## Description of the task
Report each line below that contains the string "gear", copying every such line in full. Case counts.

## Records provided
----------

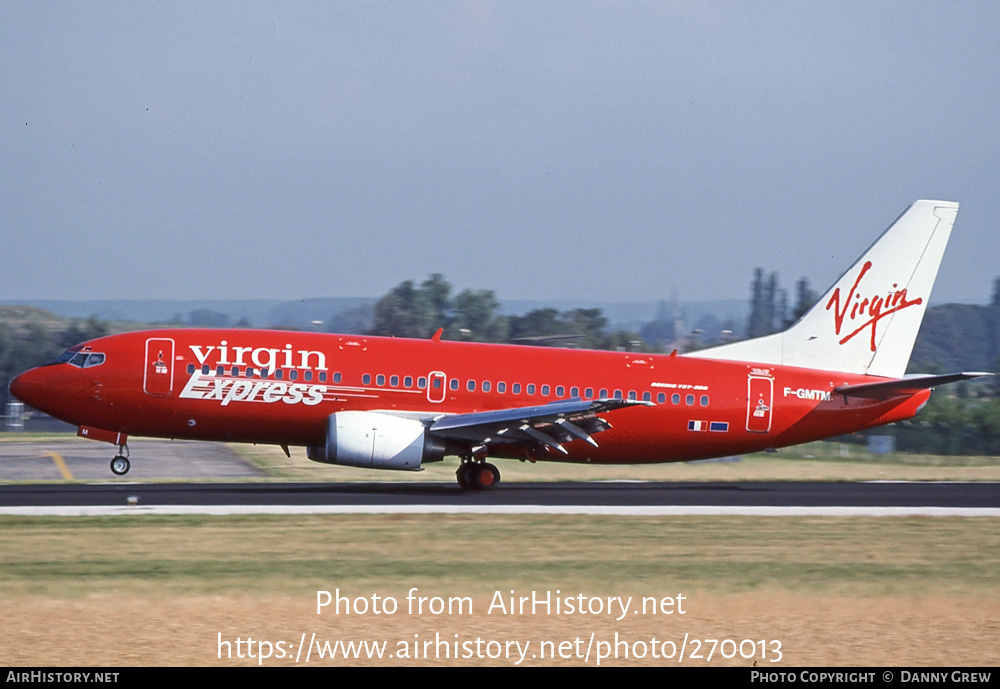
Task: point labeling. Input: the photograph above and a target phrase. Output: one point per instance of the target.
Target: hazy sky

----------

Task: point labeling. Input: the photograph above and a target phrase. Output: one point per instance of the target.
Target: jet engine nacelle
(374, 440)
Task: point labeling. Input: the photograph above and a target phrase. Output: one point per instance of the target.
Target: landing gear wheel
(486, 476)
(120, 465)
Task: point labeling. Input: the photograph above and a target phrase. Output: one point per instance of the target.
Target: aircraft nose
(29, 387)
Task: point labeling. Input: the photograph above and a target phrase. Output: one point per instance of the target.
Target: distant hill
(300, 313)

----------

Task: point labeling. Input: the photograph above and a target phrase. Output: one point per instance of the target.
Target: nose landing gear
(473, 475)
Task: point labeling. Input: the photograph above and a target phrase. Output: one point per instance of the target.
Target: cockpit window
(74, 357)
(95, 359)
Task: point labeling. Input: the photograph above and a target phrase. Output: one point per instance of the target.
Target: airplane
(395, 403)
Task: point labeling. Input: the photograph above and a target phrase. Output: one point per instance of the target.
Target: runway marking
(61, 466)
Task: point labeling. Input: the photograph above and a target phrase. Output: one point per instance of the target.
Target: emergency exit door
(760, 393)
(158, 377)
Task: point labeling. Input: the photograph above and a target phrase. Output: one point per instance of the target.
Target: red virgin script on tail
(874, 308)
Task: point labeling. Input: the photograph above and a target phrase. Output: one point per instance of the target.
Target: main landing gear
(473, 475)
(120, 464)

----------

## Complete answer
Target: landing gear wheel
Target: nose landing gear
Target: main landing gear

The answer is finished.